THE TASK ▸
Which lines in the records below hold the word "lychee"? Copy each of them.

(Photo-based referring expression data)
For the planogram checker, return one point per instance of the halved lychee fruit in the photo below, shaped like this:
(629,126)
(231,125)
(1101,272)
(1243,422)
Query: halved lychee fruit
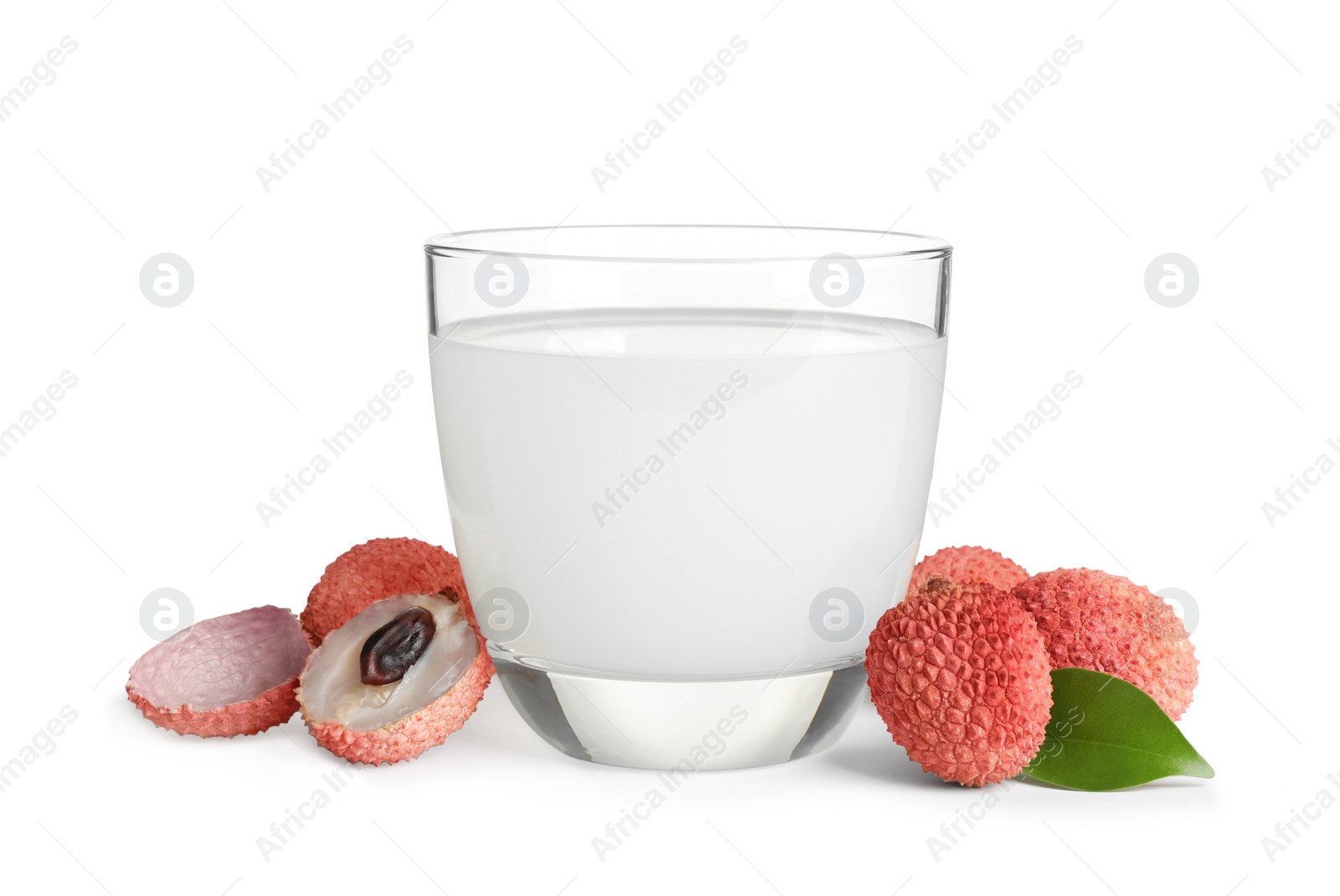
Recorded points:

EXERCISE OUTPUT ▸
For the planogram checker, return one point per instance of the halved lychee fruit in the photo below, shaped like this:
Query: halved lychee fruit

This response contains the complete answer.